Autant savoir : Le paludisme ou malaria.

 Causes et facteurs de risque

L’agent infectieux responsable  est un parasite du genre Plasmodium. Plusieurs espèces de Plasmodium peuvent infecter l’homme :

              Plasmodium falciparum : représente l’espèce la plus fréquente et surtout la plus dangereuse ;

              Plasmodium ovale : n’est retrouvé qu’en Afrique noire ;

              Plasmodium vivax : n’est pas retrouvé en Afrique noire ;

              Plasmodium malariae : plus rare que les espèces précédentes.

Le parasite est présent dans toutes les régions intertropicales chaudes et humides, à l’exception des Antilles françaises, de Tahiti, de la Réunion et de la Nouvelle-Calédonie. L’anophèle est absente des agglomérations urbaines d’Amérique du Sud et d’Asie du Sud-Est ainsi que des zones traversées par les circuits touristiques en Extrême-Orient.

Enfin, il a été décrit des cas de paludismes dits d’ "aéroports" (moustique transporté dans la soute à bagage d’un avion en provenance d’un pays tropical, cas observé dans des pays à climat tempéré).

 

Les signes de la maladie

Accès de primo-invasion :

 

Il survient 8 à 20 jours après la piqûre du moustique.

Il se manifeste par une fièvre élevée accompagnée  de douleurs diffuses (maux de tête, courbatures) et de troubles digestifs (nausées, diarrhées).

Des signes de gravité peuvent être présents à ce stade :

              Troubles de la conscience ;

              Ictère (teint jaune de la peau et des muqueuses) précoce et marqué ;

              Atteinte de la fonction rénale.

 

Accès rythmés (récidivants) :

 

Ils correspondent à l’évolution d’un accès de primo-invasion qui n’ a pas été traité.

Ils peuvent survenir plusieurs mois ou plusieurs années après la primo-invasion.

Ils évoluent de façon caractéristique en 3 phases successives :

              Début brutal marqué par des frissons intenses ;

              Suivi de pics fébriles (température corporelle à 40-41°). L’état du patient est alarmant ;

              Et enfin sueurs abondantes précédant la disparition totale de la fièvre.

+ + + +

▸ ACTIVITÉ A:
Répondez à ces questions sur le texte sur le paludisme :
(i) Quelle espèce de Plasmodium est la plus fréquente et la plus dangereuse ?
(ii) Combien de temps après la piqûre du moustique survient l’accès de primo-invasion ?
(iii) Par quoi est marquée la première phase des accès rythmés ?
▸ ACTIVITÉ B:
Poursuivez le texte sur le paludisme après sa dernière phrase.

Entrées de données enregistrées
+ + + +

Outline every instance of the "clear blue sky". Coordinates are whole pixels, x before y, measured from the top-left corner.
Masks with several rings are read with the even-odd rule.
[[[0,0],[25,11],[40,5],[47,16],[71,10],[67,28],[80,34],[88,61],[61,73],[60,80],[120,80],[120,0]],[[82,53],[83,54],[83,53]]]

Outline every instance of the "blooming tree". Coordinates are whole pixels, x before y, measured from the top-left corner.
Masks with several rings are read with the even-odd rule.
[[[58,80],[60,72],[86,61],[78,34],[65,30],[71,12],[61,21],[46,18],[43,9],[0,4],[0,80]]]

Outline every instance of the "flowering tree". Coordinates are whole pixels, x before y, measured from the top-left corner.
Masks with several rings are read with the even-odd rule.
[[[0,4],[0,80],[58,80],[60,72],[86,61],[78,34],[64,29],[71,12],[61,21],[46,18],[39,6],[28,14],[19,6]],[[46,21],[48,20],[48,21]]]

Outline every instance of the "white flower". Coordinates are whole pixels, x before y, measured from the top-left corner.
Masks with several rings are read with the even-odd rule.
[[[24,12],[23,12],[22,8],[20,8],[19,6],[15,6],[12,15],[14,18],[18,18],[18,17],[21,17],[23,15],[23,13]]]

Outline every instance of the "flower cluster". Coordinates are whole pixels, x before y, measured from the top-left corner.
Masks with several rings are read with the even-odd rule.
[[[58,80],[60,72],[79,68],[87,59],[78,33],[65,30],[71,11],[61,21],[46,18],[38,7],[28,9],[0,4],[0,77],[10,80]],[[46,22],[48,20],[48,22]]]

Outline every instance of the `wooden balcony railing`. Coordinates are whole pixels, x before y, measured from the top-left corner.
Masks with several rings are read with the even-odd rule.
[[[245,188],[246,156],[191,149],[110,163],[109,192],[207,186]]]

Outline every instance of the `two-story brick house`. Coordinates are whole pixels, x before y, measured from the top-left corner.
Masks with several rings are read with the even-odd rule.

+ + + +

▸ RÉPONSE A:
(i) Plasmodium falciparum.
(ii) De 8 à 20 jours après la piqûre.
(iii) Par un début brutal avec des frissons intenses.

▸ RÉPONSE B:
Chaque accès dure environ 6 à 8 heures. En l’absence de traitement spécifique, les accès se répètent pendant 3 semaines avant de disparaître spontanément laissant un malade très fatigué.

Ces accès se répètent sur un rythme tierce (1er, 3ème, 5ème, 7ème jours) pour Plasmodium vivax, Plasmodium ovale et Plasmodium falciparum et sur un rythme quarte (1er, 4ème, 7ème jours) pour Plasmodium malariae.

 

Accès pernicieux ou neuro-paludisme :

 

Il n’est l’apanage que de Plasmodium falciparum et fait toute la gravité du paludisme.

Il représente l’évolution d’un accès de primo-invasion non traité ou il peut survenir d’emblée.

Les signes cliniques sont :

              Une fièvre très élevée ;

              Des troubles neurologiques (désorientation, violents maux de tête) précédant l’apparition d’un coma ;

              Des troubles de la fonction du foie ou du rein.

 

La consultation

Accès de primo-invasion : l’examen clinique est le plus souvent normal en dehors d’éventuels signes de gravité que le médecin recherchera par un examen clinique complet (augmentation de volume du foie à la palpation abdominale, troubles de la conscience…).

Accès rythmés : examen général complet. Les signes cliniques dans un contexte évocateur permettent au médecin d’évoquer le diagnostic.

Accès pernicieux : l’examen neurologique doit être complet (profondeur du coma) mais ne retardera pas la mise en route de traitement.

 

Examens et analyses complémentaires

La certitude de l’infection parasitaire est fournie par le laboratoire de parasitologie : le sang du patient (prise de sang banale) est étalé sur une lame qui est ensuite colorée et examinée au microscope. L’espèce de Plasmodium est mise en évidence dans les globules rouges du patient. Il s’agit d’un diagnostic rapide qui permet en outre de déterminer la parasitémie (pourcentage de globules rouges où le parasite est retrouvé).

Les autres examens de laboratoire retrouvent une anémie (diminution du taux d’hémoglobine) et une thrombopénie (diminution du nombre de plaquettes dans le sang).

Le laboratoire fournit également des éléments en faveur d’un accès grave lié à Plasmodium falciparum :

              Parasitémie > 5% ;

              Hypoglycémie (diminution du glucose dans le sang) ;

              Troubles de la fonction du rein ;

              Lymphopénie (diminution du nombre de lymphocytes dans le sang) ;

              Thrombopénie (diminution du nombre de plaquettes dans le sang).

 

 Evolution de la maladie

En dehors de l’accès pernicieux, l’évolution est favorable lorsque le traitement est bien conduit. En l’absence de traitement, les différents accès peuvent guérir après plusieurs jours d’évolution.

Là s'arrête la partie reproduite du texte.